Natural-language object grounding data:

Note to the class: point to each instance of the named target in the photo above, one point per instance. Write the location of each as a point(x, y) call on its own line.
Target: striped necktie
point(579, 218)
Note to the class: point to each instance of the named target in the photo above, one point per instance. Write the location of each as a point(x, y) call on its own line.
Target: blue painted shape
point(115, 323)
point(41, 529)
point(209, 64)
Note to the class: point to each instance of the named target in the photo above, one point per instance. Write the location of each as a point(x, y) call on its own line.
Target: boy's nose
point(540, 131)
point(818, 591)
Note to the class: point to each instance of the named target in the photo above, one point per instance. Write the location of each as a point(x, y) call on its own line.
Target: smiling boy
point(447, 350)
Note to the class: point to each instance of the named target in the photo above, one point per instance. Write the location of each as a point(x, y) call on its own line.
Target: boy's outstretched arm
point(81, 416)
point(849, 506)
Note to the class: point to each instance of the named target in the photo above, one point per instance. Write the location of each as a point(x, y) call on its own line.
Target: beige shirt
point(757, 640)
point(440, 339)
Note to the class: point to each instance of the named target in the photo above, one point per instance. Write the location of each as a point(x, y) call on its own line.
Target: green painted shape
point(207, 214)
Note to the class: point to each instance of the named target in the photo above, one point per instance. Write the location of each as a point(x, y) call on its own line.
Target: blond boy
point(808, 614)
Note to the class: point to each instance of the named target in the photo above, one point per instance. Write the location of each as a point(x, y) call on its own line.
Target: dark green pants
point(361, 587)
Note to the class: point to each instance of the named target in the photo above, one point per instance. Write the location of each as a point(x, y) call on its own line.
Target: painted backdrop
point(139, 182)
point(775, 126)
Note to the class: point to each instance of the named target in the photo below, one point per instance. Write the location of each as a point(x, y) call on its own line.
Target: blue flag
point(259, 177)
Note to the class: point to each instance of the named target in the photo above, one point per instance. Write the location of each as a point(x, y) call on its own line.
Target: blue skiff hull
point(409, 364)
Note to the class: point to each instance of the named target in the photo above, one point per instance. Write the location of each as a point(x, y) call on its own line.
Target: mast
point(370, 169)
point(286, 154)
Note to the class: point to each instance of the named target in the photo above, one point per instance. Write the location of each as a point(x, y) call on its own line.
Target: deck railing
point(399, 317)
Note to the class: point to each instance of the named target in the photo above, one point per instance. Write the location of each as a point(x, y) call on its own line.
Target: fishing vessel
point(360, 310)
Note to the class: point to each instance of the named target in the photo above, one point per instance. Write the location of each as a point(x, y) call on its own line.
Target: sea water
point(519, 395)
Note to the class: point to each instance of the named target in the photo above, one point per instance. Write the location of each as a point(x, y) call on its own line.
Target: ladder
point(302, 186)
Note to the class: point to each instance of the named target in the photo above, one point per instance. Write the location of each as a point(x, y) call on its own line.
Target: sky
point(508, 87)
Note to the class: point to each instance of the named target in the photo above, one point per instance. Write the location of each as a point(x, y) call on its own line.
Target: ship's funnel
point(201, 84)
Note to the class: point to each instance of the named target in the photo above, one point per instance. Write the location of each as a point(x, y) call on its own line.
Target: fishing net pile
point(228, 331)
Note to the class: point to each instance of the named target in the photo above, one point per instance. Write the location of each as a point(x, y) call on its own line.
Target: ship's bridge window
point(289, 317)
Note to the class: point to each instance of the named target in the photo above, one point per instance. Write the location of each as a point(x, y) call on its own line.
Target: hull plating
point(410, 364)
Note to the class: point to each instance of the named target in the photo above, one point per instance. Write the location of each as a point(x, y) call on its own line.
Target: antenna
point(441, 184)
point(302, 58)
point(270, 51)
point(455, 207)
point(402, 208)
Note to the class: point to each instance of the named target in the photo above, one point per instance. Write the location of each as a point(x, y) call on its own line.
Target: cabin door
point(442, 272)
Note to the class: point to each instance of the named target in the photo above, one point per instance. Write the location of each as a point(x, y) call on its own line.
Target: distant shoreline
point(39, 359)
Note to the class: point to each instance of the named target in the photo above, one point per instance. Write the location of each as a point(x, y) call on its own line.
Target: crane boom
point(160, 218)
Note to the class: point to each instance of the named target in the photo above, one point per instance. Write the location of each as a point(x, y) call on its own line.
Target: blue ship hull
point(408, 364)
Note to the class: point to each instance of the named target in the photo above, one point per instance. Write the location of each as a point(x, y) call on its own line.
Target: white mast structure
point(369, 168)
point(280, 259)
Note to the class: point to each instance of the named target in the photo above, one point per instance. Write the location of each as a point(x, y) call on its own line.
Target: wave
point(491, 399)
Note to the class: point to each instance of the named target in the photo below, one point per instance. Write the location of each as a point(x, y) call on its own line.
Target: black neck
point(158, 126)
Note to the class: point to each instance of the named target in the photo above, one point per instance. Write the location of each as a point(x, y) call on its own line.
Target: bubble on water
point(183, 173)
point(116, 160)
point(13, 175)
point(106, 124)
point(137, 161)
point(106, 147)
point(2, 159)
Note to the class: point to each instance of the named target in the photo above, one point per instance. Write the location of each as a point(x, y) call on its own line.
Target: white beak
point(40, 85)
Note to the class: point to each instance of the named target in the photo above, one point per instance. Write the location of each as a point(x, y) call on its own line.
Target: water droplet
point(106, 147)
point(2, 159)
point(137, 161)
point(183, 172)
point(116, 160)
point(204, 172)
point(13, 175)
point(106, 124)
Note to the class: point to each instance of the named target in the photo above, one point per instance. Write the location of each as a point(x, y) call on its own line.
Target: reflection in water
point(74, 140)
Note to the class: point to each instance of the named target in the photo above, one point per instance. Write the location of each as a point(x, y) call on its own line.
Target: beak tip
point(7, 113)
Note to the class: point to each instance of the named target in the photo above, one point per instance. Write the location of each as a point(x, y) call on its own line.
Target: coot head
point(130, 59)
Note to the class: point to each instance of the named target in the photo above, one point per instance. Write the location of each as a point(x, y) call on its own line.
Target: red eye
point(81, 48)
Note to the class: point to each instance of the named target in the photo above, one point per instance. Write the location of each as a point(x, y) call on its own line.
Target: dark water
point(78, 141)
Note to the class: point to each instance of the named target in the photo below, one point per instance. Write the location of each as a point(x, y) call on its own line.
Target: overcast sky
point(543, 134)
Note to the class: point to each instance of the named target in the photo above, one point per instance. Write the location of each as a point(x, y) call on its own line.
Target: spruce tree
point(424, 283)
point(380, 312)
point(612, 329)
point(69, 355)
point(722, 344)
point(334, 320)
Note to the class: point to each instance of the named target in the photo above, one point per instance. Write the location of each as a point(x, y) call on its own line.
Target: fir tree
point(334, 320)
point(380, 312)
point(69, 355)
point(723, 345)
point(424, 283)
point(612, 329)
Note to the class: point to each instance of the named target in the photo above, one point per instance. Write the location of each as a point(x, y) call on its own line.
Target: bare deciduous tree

§ **WHAT IS EXPECTED**
Retype all of the lines shown above, keeping each one exact.

§ **RESPONSE TO THIS TASK**
Note to the class: point to each instance of the named target in the photo above, one point per instance. Write the location of each as a point(x, y) call on its own line.
Target: striped necktie
point(579, 218)
Note to the class: point to each instance of the named target in the photo above, one point per instance. Write the location of each as a point(x, y) call on its own line.
Target: blue painted shape
point(115, 323)
point(41, 529)
point(209, 64)
Note to the class: point to each instance of the named target in the photo above, one point per instance. Write the location of each as a point(x, y) call on its own line.
Target: boy's nose
point(540, 131)
point(818, 591)
Note to the class: point to each instance of the named target in the photo above, one point per instance. Write the location of each as a point(x, y) call on its own line.
Target: smiling boy
point(447, 350)
Note to the class: point to each instance of the named target in the photo above, one point per instance. Write the location of each as a point(x, y) call on its own line.
Target: boy's outstretched arm
point(81, 416)
point(849, 506)
Note to the class: point to each instance of the named target in the photo above, one point per instance. Write the location of each as a point(x, y) call on its own line.
Target: beige shirt
point(757, 640)
point(440, 339)
Note to the class: point to each instance of the named target in the photo above, one point per instance. Write the location of each as a point(x, y) call on its own line.
Target: green painted shape
point(207, 214)
Note to the class: point to each instance of the named target in the photo above, one point per instance. Write the location of each as a point(x, y) call on its own line.
Target: blond boy
point(808, 614)
Note to the class: point to each instance of the named target in the photo above, one point per instance. Write the location of each as a point(x, y) call on its own line.
Target: dark green pants
point(361, 587)
Note to the class: point to each instance of the named target in the photo above, one point per instance. Write the location of each as a point(x, y) call on its own line.
Target: painted backdrop
point(139, 182)
point(775, 126)
Note to the class: point to each instance of the named target in the photo below, one point per instance. Write the location of each as a point(x, y) call on its own line.
Target: blue flag
point(259, 177)
Note to the class: point to each instance of the named target in the photo above, one point per instance. Write the location of each as a point(x, y) call on its own line.
Target: blue skiff hull
point(409, 364)
Note to the class: point to each instance of the named target in the photo above, one point per instance. Write the location of each as a point(x, y) call on its own line.
Target: mast
point(370, 169)
point(286, 154)
Note to the class: point to each instance of the named target in the photo above, one point per instance. Write the location of each as a point(x, y) call on its own line.
Target: deck railing
point(399, 317)
Note to the class: point to each instance of the named target in the photo above, one point per instance. Write the location of each as a point(x, y) call on its own line.
Target: fishing vessel
point(360, 310)
Note to the class: point to each instance of the named target in the photo above, one point per instance. Write the location of each as a point(x, y) call on its own line.
Target: sea water
point(519, 395)
Note to the class: point to each instance of the named target in the photo above, one point per instance. Write the location of each as a point(x, y) call on its own line.
Target: ladder
point(302, 186)
Note to the class: point to each instance of the named target in the photo above, one point per instance. Write the location of each as a point(x, y) call on its own line.
Target: sky
point(508, 87)
Note to the class: point to each instance of the named target in the photo above, one point per instance. Write the location of each as a point(x, y) call on its own line.
Target: ship's funnel
point(201, 84)
Note to the class: point to each instance of the named target in the photo above, one point per instance. Write the location of each as a point(x, y) call on its own line.
Target: fishing net pile
point(228, 331)
Note to the class: point to each instance of the named target in the photo above, one point per instance. Write the location of each as a point(x, y) call on its own line.
Target: ship's bridge window
point(289, 317)
Note to the class: point to each instance of the named target in the photo above, one point per instance. Write the location of each as a point(x, y) call on its own line.
Target: hull plating
point(410, 364)
Note to the class: point to each instance of the named target in the photo above, one point per instance. Write the location of each as a point(x, y) call on its own line.
Target: antenna
point(441, 184)
point(302, 58)
point(270, 51)
point(455, 207)
point(402, 208)
Note to the class: point to each instance of the named target in the photo above, one point per instance. Write the location of each as a point(x, y) call on its own line.
Target: cabin door
point(442, 272)
Note to the class: point to each instance of the named target in the photo above, one point per instance. Write the location of each as a point(x, y) call on its own line.
Target: distant shoreline
point(39, 359)
Note to the class: point to each instance of the named target in the photo above, one point per instance. Write the location of each as a point(x, y) call on its own line.
Target: crane boom
point(160, 218)
Note to the class: point to each instance of the named target in the photo above, one point per instance. Write the location of each as a point(x, y) call on its own line.
Target: blue ship hull
point(408, 364)
Note to the class: point to each instance of the named target in the photo above, one point per instance. Write the location of each as a point(x, y) call on its own line.
Target: white mast structure
point(369, 168)
point(280, 259)
Note to the class: point to each instance of the named target in the photo above, one point per instance. Write the location of each as a point(x, y) call on its own line.
Target: wave
point(491, 399)
Note to the class: point to each instance of the named target in the photo below, one point per instance. Write the location of each as a point(x, y) call on its own line.
Target: black neck
point(158, 126)
Note to the class: point to each instance of the named target in the photo above, one point per instance. Write the location of each as a point(x, y) call on its own line.
Target: bubble on water
point(183, 173)
point(116, 160)
point(13, 175)
point(106, 124)
point(137, 161)
point(106, 147)
point(2, 159)
Note to the class: point to each instance of the named target in the photo above, one point per instance. Write the location of each as a point(x, y) call on its own line.
Target: white beak
point(40, 85)
Note to the class: point to each instance of the named target in the photo above, one point per instance. Write the location of each as a point(x, y) call on its own line.
Target: water droplet
point(106, 147)
point(2, 159)
point(137, 161)
point(183, 172)
point(116, 160)
point(204, 172)
point(13, 175)
point(106, 124)
Note to the class: point to each instance of the named target in the photo above, one point per instance. Write the location of each as a point(x, y) call on its own line.
Target: reflection in water
point(74, 140)
Note to the class: point to each instance of the named target in the photo above, one point per instance. Write the location of each as a point(x, y) call on its own line.
Target: beak tip
point(7, 113)
Note to the class: point to each instance of the named target in the photo above, one point per instance. Write the location of each as a point(x, y) call on its own line.
Target: coot head
point(130, 59)
Note to the class: point to each instance of the named target in the photo above, one point per instance. Write the location of each as a point(x, y) call on its own line.
Target: red eye
point(81, 48)
Note to the class: point to each instance of the named target in the photo above, one point per instance. Write the location of each as a point(x, y) call on its own line.
Target: dark water
point(78, 141)
Note to the class: point to each instance of the named target in the photo below, one point per instance. Write the location of each as a point(x, y) call on its own line.
Target: overcast sky
point(543, 134)
Note to the class: point to each instance of the named target in the photo above, one point per instance. Write the location of each as a point(x, y) call on its own line.
Target: spruce tree
point(424, 283)
point(380, 312)
point(612, 329)
point(69, 355)
point(722, 344)
point(334, 320)
Note to the class: point to each instance of the named target in the photo above, one point per instance. Write the location of each as a point(x, y) call on its own line.
Target: fir tree
point(334, 320)
point(380, 312)
point(69, 355)
point(723, 345)
point(424, 283)
point(612, 329)
Note to the class: point to each instance of the named target in the photo above, one point per instance. Write the location of each as a point(x, y) call on its own line.
Target: bare deciduous tree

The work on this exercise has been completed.